____ Information given

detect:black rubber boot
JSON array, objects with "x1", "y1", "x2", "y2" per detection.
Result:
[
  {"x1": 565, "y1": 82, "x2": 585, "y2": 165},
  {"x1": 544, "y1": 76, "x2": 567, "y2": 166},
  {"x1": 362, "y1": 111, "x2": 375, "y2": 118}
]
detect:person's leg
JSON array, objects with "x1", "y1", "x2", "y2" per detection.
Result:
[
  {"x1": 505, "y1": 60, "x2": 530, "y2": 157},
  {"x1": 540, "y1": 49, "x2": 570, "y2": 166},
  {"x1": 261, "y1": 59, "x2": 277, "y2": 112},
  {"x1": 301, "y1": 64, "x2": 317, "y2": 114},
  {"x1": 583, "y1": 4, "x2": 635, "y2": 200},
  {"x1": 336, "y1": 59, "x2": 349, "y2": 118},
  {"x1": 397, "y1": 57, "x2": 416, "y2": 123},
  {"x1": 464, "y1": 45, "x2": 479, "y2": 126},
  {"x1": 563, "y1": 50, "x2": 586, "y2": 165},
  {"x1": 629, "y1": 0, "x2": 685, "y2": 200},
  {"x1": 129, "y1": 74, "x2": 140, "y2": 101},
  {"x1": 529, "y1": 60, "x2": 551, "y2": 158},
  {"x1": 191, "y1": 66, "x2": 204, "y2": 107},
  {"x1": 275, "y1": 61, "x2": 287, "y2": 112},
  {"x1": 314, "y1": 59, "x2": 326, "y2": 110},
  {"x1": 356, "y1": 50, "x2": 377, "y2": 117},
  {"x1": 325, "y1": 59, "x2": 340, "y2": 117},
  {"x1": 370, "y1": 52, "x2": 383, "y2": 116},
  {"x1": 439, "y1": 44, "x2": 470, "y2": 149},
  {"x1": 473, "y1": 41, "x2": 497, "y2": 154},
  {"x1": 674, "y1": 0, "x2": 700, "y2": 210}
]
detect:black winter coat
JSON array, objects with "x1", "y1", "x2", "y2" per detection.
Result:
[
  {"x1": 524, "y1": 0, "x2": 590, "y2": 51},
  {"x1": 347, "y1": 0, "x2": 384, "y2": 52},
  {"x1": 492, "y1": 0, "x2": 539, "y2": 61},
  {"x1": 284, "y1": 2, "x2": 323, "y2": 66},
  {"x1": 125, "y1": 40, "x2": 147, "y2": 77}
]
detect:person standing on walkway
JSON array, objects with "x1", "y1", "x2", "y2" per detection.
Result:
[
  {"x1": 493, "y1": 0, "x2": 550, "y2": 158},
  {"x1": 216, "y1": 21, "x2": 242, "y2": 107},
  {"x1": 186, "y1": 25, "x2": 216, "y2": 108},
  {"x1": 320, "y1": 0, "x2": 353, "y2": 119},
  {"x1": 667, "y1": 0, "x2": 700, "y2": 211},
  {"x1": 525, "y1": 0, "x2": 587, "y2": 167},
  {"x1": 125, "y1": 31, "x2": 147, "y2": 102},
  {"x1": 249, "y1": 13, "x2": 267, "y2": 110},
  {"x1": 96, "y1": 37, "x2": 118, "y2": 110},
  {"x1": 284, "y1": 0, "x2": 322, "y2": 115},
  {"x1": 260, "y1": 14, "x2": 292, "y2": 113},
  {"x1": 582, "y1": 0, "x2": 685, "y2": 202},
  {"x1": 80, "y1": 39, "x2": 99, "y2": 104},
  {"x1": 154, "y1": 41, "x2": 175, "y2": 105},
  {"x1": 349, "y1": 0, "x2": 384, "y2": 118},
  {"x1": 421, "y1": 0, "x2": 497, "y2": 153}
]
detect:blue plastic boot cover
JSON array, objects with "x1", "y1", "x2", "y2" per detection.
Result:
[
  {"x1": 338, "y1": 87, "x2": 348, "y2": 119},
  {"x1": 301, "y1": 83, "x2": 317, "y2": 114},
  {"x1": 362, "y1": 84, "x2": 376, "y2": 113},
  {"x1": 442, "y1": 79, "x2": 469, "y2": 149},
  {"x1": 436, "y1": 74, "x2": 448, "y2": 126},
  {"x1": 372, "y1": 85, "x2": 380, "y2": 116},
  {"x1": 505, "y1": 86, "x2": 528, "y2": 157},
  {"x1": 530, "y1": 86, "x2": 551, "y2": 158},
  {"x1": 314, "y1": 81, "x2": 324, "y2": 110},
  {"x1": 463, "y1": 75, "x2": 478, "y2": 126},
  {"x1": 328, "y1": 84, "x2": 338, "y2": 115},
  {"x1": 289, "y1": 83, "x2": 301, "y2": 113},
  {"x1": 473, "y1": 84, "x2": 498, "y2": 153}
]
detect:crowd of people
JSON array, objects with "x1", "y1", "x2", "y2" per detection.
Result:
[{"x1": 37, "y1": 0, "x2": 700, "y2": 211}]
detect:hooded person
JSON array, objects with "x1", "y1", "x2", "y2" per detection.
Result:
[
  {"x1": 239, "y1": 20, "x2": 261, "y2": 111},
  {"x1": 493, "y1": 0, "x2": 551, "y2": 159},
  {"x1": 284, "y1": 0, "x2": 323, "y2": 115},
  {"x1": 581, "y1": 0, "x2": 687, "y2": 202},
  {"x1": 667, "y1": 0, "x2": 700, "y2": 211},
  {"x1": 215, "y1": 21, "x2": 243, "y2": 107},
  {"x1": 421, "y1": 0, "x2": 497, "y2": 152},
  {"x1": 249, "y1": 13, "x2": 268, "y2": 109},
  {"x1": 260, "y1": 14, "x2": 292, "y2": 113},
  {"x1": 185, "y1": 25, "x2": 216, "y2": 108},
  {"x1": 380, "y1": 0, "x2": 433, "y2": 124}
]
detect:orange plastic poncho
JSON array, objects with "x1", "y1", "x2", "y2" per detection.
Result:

________

**Task to carry out**. Would you write out the whole listing word for word?

**Expected answer**.
detect:black rubber boot
JSON array, objects with "x1", "y1", "x2", "y2" per detection.
Result:
[
  {"x1": 565, "y1": 82, "x2": 585, "y2": 165},
  {"x1": 544, "y1": 76, "x2": 567, "y2": 166},
  {"x1": 362, "y1": 111, "x2": 375, "y2": 118}
]
detect:person's leg
JSON array, objects with "x1", "y1", "x2", "y2" per detection.
Result:
[
  {"x1": 505, "y1": 60, "x2": 530, "y2": 157},
  {"x1": 540, "y1": 49, "x2": 570, "y2": 166},
  {"x1": 261, "y1": 59, "x2": 277, "y2": 112},
  {"x1": 301, "y1": 64, "x2": 317, "y2": 114},
  {"x1": 583, "y1": 4, "x2": 635, "y2": 200},
  {"x1": 336, "y1": 59, "x2": 349, "y2": 118},
  {"x1": 397, "y1": 57, "x2": 416, "y2": 123},
  {"x1": 464, "y1": 45, "x2": 479, "y2": 126},
  {"x1": 563, "y1": 50, "x2": 586, "y2": 165},
  {"x1": 629, "y1": 0, "x2": 685, "y2": 200},
  {"x1": 129, "y1": 74, "x2": 140, "y2": 101},
  {"x1": 529, "y1": 60, "x2": 551, "y2": 158},
  {"x1": 191, "y1": 66, "x2": 204, "y2": 107},
  {"x1": 275, "y1": 61, "x2": 287, "y2": 112},
  {"x1": 314, "y1": 59, "x2": 326, "y2": 110},
  {"x1": 356, "y1": 50, "x2": 377, "y2": 117},
  {"x1": 325, "y1": 59, "x2": 340, "y2": 117},
  {"x1": 370, "y1": 52, "x2": 383, "y2": 116},
  {"x1": 439, "y1": 44, "x2": 470, "y2": 149},
  {"x1": 473, "y1": 41, "x2": 497, "y2": 154},
  {"x1": 674, "y1": 0, "x2": 700, "y2": 210}
]
detect:black winter coat
JSON array, objects with "x1", "y1", "x2", "y2" per detection.
Result:
[
  {"x1": 524, "y1": 0, "x2": 590, "y2": 51},
  {"x1": 347, "y1": 0, "x2": 384, "y2": 52},
  {"x1": 492, "y1": 0, "x2": 539, "y2": 61},
  {"x1": 284, "y1": 2, "x2": 323, "y2": 66},
  {"x1": 125, "y1": 40, "x2": 147, "y2": 77}
]
detect:person standing on walkway
JSON array, objects with "x1", "y1", "x2", "y2" per detection.
Result:
[
  {"x1": 493, "y1": 0, "x2": 550, "y2": 158},
  {"x1": 216, "y1": 21, "x2": 242, "y2": 107},
  {"x1": 186, "y1": 25, "x2": 216, "y2": 108},
  {"x1": 320, "y1": 0, "x2": 353, "y2": 119},
  {"x1": 667, "y1": 0, "x2": 700, "y2": 211},
  {"x1": 525, "y1": 0, "x2": 587, "y2": 167},
  {"x1": 125, "y1": 31, "x2": 147, "y2": 102},
  {"x1": 249, "y1": 13, "x2": 267, "y2": 110},
  {"x1": 96, "y1": 37, "x2": 118, "y2": 110},
  {"x1": 284, "y1": 0, "x2": 322, "y2": 115},
  {"x1": 260, "y1": 14, "x2": 292, "y2": 113},
  {"x1": 582, "y1": 0, "x2": 685, "y2": 202},
  {"x1": 80, "y1": 39, "x2": 99, "y2": 104},
  {"x1": 154, "y1": 41, "x2": 175, "y2": 105},
  {"x1": 349, "y1": 0, "x2": 384, "y2": 118},
  {"x1": 421, "y1": 0, "x2": 497, "y2": 153}
]
detect:blue plastic boot cover
JSON array, objects with "x1", "y1", "x2", "y2" per detection.
Result:
[
  {"x1": 338, "y1": 87, "x2": 348, "y2": 119},
  {"x1": 301, "y1": 83, "x2": 317, "y2": 114},
  {"x1": 362, "y1": 84, "x2": 376, "y2": 113},
  {"x1": 442, "y1": 79, "x2": 469, "y2": 149},
  {"x1": 436, "y1": 74, "x2": 448, "y2": 126},
  {"x1": 372, "y1": 85, "x2": 380, "y2": 116},
  {"x1": 505, "y1": 86, "x2": 528, "y2": 157},
  {"x1": 530, "y1": 86, "x2": 551, "y2": 158},
  {"x1": 314, "y1": 81, "x2": 324, "y2": 110},
  {"x1": 463, "y1": 75, "x2": 478, "y2": 126},
  {"x1": 328, "y1": 84, "x2": 338, "y2": 115},
  {"x1": 289, "y1": 83, "x2": 301, "y2": 113},
  {"x1": 473, "y1": 84, "x2": 498, "y2": 153}
]
detect:crowd of people
JSON array, objects with "x1", "y1", "x2", "y2" per detection.
Result:
[{"x1": 37, "y1": 0, "x2": 700, "y2": 211}]
detect:hooded person
JSON array, objects with "x1", "y1", "x2", "y2" per detection.
Result:
[
  {"x1": 239, "y1": 20, "x2": 261, "y2": 111},
  {"x1": 493, "y1": 0, "x2": 551, "y2": 159},
  {"x1": 284, "y1": 0, "x2": 323, "y2": 115},
  {"x1": 581, "y1": 0, "x2": 687, "y2": 202},
  {"x1": 667, "y1": 0, "x2": 700, "y2": 211},
  {"x1": 215, "y1": 21, "x2": 243, "y2": 107},
  {"x1": 421, "y1": 0, "x2": 497, "y2": 152},
  {"x1": 249, "y1": 13, "x2": 268, "y2": 109},
  {"x1": 260, "y1": 14, "x2": 292, "y2": 113},
  {"x1": 185, "y1": 25, "x2": 216, "y2": 108},
  {"x1": 380, "y1": 0, "x2": 433, "y2": 124}
]
detect:orange plastic poncho
JSON array, objects with "x1", "y1", "x2", "y2" per detection.
Result:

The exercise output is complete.